**PROVIDED PASSAGE:**
□ □ □ □

Two suggestions for 2h frost.. Can you make dnd during the aoe rotation act like it does when hotkeyed in the single target? Essentially where it drops where ever your mouse is immediately, no clicking or anything necessary. Also when pestilence is hotkey'd it says it was cast but it never actually does.

Thanks,
Solarwake

----------


## Soapbox

> Two suggestions for 2h frost.. Can you make dnd during the aoe rotation act like it does when hotkeyed in the single target? Essentially where it drops where ever your mouse is immediately, no clicking or anything necessary. Also when pestilence is hotkey'd it says it was cast but it never actually does.
> 
> Thanks,
> Solarwake


Pestilence does work in both AoE and Single Target rotations. im 100% certain, that it is casting pestilence for a few reasons:
1. I just watched it
2. It checks that the spell ID is cast, it cant mistake the spell ID for another...

DnD also works in the same way. What you are probably experiencing is that you are holding down your RIGHT MOUSE button down. PQR can not use "click" abilities like DnD when that mouse button is being held down.

□ □ □ □

[Lines of data]

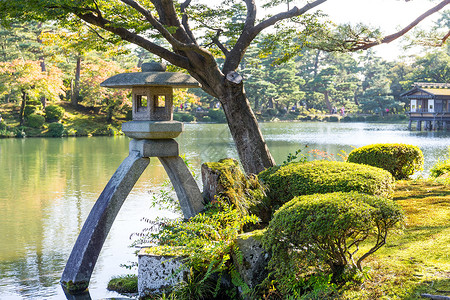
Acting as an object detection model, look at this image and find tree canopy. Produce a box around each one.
[0,0,450,173]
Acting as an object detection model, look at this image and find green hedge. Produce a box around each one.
[258,160,394,213]
[262,192,404,290]
[347,144,423,179]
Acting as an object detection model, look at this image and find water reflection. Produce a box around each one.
[0,123,450,300]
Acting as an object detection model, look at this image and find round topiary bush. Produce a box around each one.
[46,123,65,137]
[23,105,38,118]
[27,114,45,128]
[45,105,65,122]
[262,192,404,286]
[347,144,423,179]
[258,160,394,209]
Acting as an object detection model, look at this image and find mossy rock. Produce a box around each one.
[107,275,138,294]
[202,158,264,215]
[258,160,394,211]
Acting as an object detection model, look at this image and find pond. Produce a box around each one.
[0,123,450,300]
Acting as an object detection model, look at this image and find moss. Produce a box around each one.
[238,229,266,242]
[202,158,265,215]
[107,275,138,294]
[258,161,394,216]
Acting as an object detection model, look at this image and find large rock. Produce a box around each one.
[233,230,270,299]
[138,248,186,298]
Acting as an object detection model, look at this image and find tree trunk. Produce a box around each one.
[323,91,333,113]
[19,90,27,125]
[36,22,47,108]
[70,55,81,107]
[220,76,275,174]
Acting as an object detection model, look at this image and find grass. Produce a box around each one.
[344,180,450,299]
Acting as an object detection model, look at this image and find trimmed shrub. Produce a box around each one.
[23,105,38,118]
[430,147,450,178]
[173,113,195,122]
[262,192,404,293]
[92,125,119,136]
[347,144,423,179]
[27,114,45,128]
[46,123,65,137]
[45,105,65,122]
[329,116,339,122]
[208,109,227,123]
[342,116,353,122]
[258,160,394,210]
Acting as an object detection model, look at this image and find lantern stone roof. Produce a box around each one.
[100,62,200,88]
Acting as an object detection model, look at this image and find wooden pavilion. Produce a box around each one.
[400,83,450,131]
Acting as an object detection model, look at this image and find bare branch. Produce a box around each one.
[352,0,450,51]
[180,0,197,44]
[222,0,327,74]
[244,0,256,31]
[254,0,327,36]
[76,13,190,70]
[121,0,214,60]
[212,29,230,56]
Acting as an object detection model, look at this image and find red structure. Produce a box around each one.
[400,83,450,131]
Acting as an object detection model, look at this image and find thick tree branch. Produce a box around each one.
[253,0,327,36]
[212,29,230,56]
[76,13,190,70]
[351,0,450,51]
[244,0,256,31]
[222,0,327,74]
[121,0,213,60]
[180,0,197,44]
[439,31,450,46]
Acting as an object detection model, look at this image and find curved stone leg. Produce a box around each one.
[61,151,150,293]
[158,156,203,219]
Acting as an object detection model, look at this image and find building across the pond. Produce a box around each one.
[400,83,450,130]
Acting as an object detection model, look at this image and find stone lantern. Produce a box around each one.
[61,62,203,293]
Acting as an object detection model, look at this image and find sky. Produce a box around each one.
[310,0,442,60]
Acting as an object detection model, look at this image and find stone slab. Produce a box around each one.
[61,152,150,294]
[138,248,187,298]
[129,139,180,157]
[233,230,270,299]
[122,121,183,139]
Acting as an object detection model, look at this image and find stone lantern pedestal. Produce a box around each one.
[61,63,203,293]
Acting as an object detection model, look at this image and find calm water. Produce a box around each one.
[0,123,450,299]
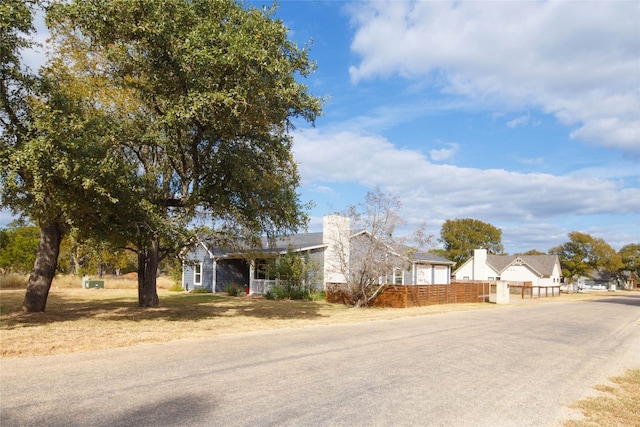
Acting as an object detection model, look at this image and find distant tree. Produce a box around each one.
[618,243,640,279]
[0,221,40,274]
[549,231,622,281]
[438,218,504,269]
[330,188,432,306]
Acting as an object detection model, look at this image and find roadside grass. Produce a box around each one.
[0,275,640,427]
[0,276,632,358]
[564,368,640,427]
[0,278,494,357]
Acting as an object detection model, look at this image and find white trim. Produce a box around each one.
[193,262,202,288]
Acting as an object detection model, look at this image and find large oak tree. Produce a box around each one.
[49,0,321,306]
[0,0,130,312]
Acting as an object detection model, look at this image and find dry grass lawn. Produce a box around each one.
[0,276,640,427]
[0,278,493,357]
[0,277,624,357]
[565,369,640,427]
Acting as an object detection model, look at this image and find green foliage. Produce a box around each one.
[265,248,318,300]
[549,231,622,279]
[0,221,40,273]
[264,283,312,301]
[225,283,244,297]
[169,283,184,292]
[438,218,504,270]
[42,0,321,304]
[618,243,640,279]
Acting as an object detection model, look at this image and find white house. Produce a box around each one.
[453,249,562,286]
[182,215,454,294]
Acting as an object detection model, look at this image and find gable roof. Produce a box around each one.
[191,230,455,265]
[487,254,558,277]
[415,252,455,265]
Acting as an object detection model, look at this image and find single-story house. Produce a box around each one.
[453,249,562,286]
[578,269,637,289]
[182,215,454,294]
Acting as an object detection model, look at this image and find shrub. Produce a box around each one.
[264,282,324,301]
[225,283,242,297]
[169,283,183,292]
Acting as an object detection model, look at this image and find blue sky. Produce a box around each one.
[278,1,640,253]
[0,0,640,253]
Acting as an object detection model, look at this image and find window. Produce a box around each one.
[193,264,202,286]
[393,268,404,285]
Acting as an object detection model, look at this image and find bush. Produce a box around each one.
[264,282,316,301]
[225,283,243,297]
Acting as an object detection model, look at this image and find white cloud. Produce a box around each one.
[348,1,640,153]
[429,142,460,162]
[507,113,531,128]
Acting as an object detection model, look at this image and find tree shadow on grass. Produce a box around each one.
[0,290,326,329]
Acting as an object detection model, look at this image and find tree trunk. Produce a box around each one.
[22,221,63,313]
[138,238,160,307]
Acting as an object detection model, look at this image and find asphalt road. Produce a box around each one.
[0,295,640,427]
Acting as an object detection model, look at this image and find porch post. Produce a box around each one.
[211,258,218,294]
[249,260,256,295]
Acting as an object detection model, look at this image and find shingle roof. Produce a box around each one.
[416,252,455,265]
[487,254,558,277]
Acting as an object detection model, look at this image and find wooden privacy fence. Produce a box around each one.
[327,282,491,308]
[509,280,560,299]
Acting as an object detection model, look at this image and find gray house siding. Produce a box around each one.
[215,259,249,292]
[182,244,213,291]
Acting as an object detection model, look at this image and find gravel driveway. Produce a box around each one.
[0,295,640,427]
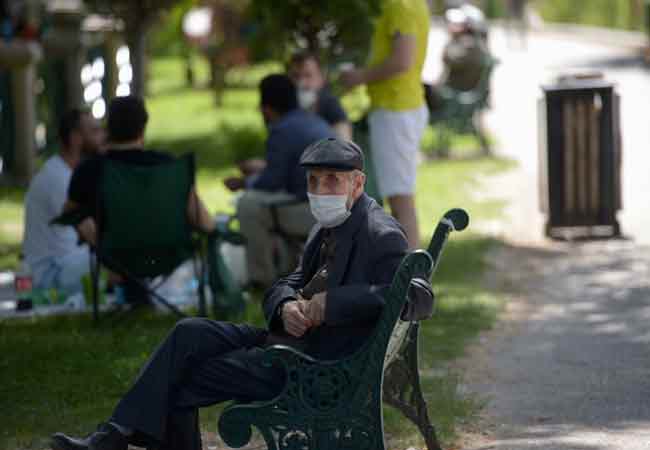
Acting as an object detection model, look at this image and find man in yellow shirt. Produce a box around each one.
[340,0,430,248]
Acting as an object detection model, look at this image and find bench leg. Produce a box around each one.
[384,324,442,450]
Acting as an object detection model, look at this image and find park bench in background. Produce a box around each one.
[429,55,498,157]
[219,209,469,450]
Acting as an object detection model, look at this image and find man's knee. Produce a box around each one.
[172,317,211,338]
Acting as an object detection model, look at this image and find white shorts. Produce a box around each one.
[368,106,429,197]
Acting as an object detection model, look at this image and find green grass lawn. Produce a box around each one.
[0,55,511,449]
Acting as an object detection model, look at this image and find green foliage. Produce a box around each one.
[0,58,510,449]
[250,0,380,62]
[535,0,643,29]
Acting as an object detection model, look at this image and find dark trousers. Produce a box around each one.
[110,318,284,450]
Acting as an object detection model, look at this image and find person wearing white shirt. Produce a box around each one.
[23,109,104,295]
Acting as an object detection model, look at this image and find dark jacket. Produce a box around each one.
[250,109,334,200]
[264,194,408,359]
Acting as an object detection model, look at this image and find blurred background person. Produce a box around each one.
[224,74,334,287]
[23,109,105,294]
[425,8,490,114]
[340,0,430,248]
[287,51,352,139]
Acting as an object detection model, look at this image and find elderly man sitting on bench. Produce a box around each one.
[52,138,408,450]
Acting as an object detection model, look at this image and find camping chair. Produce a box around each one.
[425,54,498,156]
[56,155,243,321]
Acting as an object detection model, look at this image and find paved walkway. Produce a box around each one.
[420,24,650,450]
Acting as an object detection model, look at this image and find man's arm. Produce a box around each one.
[325,229,408,326]
[263,226,320,330]
[340,32,417,89]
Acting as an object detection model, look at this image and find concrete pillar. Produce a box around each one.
[43,10,86,110]
[0,40,42,184]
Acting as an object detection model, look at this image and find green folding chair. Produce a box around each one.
[56,154,244,320]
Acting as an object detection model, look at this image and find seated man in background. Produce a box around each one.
[23,109,104,295]
[64,96,215,303]
[425,8,489,114]
[287,51,352,139]
[225,74,334,287]
[51,139,408,450]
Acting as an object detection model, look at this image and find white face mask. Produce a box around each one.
[298,87,318,110]
[307,192,352,228]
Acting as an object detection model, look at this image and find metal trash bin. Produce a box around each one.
[538,77,621,238]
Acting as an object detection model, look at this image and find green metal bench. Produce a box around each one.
[429,55,498,157]
[218,209,469,450]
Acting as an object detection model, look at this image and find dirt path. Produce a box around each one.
[459,241,650,450]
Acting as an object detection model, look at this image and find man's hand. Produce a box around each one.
[223,177,244,192]
[77,217,97,246]
[339,69,366,90]
[281,301,312,337]
[298,292,327,327]
[239,158,266,177]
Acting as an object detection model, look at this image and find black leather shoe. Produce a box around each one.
[52,423,129,450]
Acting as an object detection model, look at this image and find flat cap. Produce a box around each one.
[300,138,364,171]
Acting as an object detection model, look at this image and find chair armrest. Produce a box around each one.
[262,345,319,372]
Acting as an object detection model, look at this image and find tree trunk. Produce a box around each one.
[126,21,149,97]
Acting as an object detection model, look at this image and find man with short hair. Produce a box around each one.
[64,96,215,303]
[340,0,430,248]
[23,109,104,295]
[425,7,490,113]
[287,51,352,139]
[52,138,408,450]
[225,74,334,287]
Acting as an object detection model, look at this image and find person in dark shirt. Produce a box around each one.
[225,74,334,286]
[287,51,352,139]
[63,96,215,303]
[51,139,408,450]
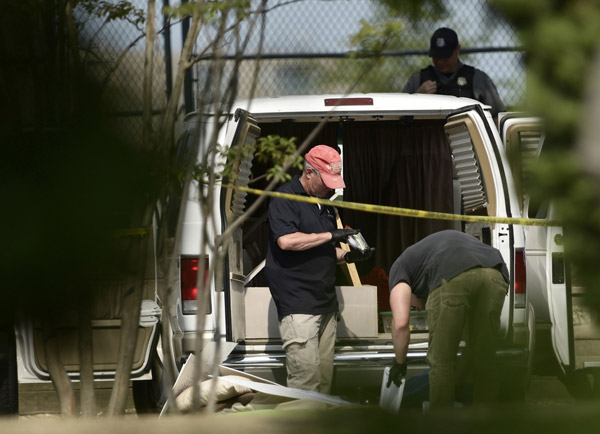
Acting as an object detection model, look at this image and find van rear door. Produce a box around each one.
[499,113,600,374]
[444,106,526,335]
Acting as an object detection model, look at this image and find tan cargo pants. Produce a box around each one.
[279,312,337,394]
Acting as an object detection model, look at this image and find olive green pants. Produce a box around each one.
[279,312,337,394]
[425,268,508,408]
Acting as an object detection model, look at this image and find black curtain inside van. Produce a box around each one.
[340,120,453,276]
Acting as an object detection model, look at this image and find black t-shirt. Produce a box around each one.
[265,176,338,320]
[389,230,509,299]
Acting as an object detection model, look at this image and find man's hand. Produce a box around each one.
[416,80,437,93]
[385,362,406,387]
[344,247,375,264]
[331,229,360,243]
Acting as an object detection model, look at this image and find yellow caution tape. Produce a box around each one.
[222,185,560,226]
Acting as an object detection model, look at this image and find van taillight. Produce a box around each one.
[515,250,527,307]
[181,258,208,314]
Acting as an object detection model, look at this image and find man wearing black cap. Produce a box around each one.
[402,27,506,119]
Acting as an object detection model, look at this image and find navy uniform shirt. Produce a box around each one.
[265,176,338,320]
[389,230,509,299]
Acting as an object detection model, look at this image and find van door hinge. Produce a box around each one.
[140,300,162,327]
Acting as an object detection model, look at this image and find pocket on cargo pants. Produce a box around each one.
[279,314,321,391]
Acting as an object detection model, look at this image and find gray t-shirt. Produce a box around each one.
[389,230,509,299]
[402,61,506,117]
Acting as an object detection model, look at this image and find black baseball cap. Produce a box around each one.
[429,27,458,58]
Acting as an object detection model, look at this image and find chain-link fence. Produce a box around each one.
[78,0,525,144]
[194,0,525,107]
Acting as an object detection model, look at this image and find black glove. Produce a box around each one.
[385,362,406,387]
[344,247,375,264]
[331,229,360,243]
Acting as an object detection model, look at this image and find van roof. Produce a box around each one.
[185,93,490,118]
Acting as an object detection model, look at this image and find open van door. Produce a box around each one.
[498,113,551,324]
[499,113,600,387]
[546,206,600,376]
[444,106,516,335]
[221,109,260,342]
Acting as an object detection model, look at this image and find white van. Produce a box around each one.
[165,94,535,406]
[499,113,600,397]
[5,93,535,411]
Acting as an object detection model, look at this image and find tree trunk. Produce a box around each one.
[108,217,153,416]
[79,297,96,417]
[44,323,77,417]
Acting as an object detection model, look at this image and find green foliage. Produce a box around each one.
[163,0,251,23]
[381,0,446,21]
[193,135,304,183]
[255,135,304,181]
[350,20,404,58]
[76,0,146,30]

□ □ □ □

**TASKS TO PERFORM:**
- a) Using the forum thread about the 2h frost rotation, decide whether each statement agrees with it, answering yes or no and quoting the words that settle it: (i) Solarwake's suggestions are for 2h frost. (ii) The reply says Pestilence works only in the Single Target rotation. (iii) The reply says PQR can't use "click" abilities like DnD while the right mouse button is held down.
- b) Write the next part of the forum thread about the 2h frost rotation, picking up right after its final sentence.

**THE RESULTS:**
- a)
(i) Yes: "Two suggestions for 2h frost.."
(ii) No: "Pestilence does work in both AoE and Single Target rotations."
(iii) Yes: "PQR can not use "click" abilities like DnD when that mouse button is being held down."

- b)
----------


## solarwake

> Pestilence does work in both AoE and Single Target rotations. im 100% certain, that it is casting pestilence for a few reasons:
> 1. I just watched it
> 2. It checks that the spell ID is cast, it cant mistake the spell ID for another...
> 
> DnD also works in the same way. What you are probably experiencing is that you are holding down your RIGHT MOUSE button down. PQR can not use "click" abilities like DnD when that mouse button is being held down.


I apologize for the miss bug reports then. When trying to progress in raid last night it did not seem like pestilence was being cast, but after testing you are correct it is working, it's just really quick. Also I just noticed a lot of dnd circle while in aoe mode so I wanted to bring it to your attention. I will try to be more conciencous of the mouse when it is getting ready to drop it.

Thanks for the response.
Solarwake

----------


## MACH9 WoW Services

How is the destro profile for 5.2?

----------


## kabman

Any chance you're going to update the frost profile?

----------


## LazyRaider

has the destro profile been updated soapbox?

----------


## BroloElCunado

Looking forward to using your Fury profile, put in my donation a few hours ago!

----------


## Drinksbeer

> Looking forward to using your Fury profile, put in my donation a few hours ago!



Ditto on that!  :Smile:  looking forward to it!!

----------


## bobdibop

Hi !
It's been a while since I used PQR. I downloaded the public profile for Destro Warlock and was wondering if there's still a way to access the Donator version of that profile. I'm willing to pay and support Soapbox for providing those great profiles.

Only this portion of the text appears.